*Exercise details*. Restate the records underneath, keeping each one exactly the same.

(Material for this exercise begins)

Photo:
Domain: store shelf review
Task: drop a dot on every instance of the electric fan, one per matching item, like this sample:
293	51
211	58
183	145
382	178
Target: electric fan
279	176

(Material for this exercise ends)

*Written reply*.
Photo:
Domain: store shelf review
Task: drop a dot on every instance of the electric fan, one per matching item, like this sample:
293	51
211	58
183	145
382	178
Target: electric fan
279	176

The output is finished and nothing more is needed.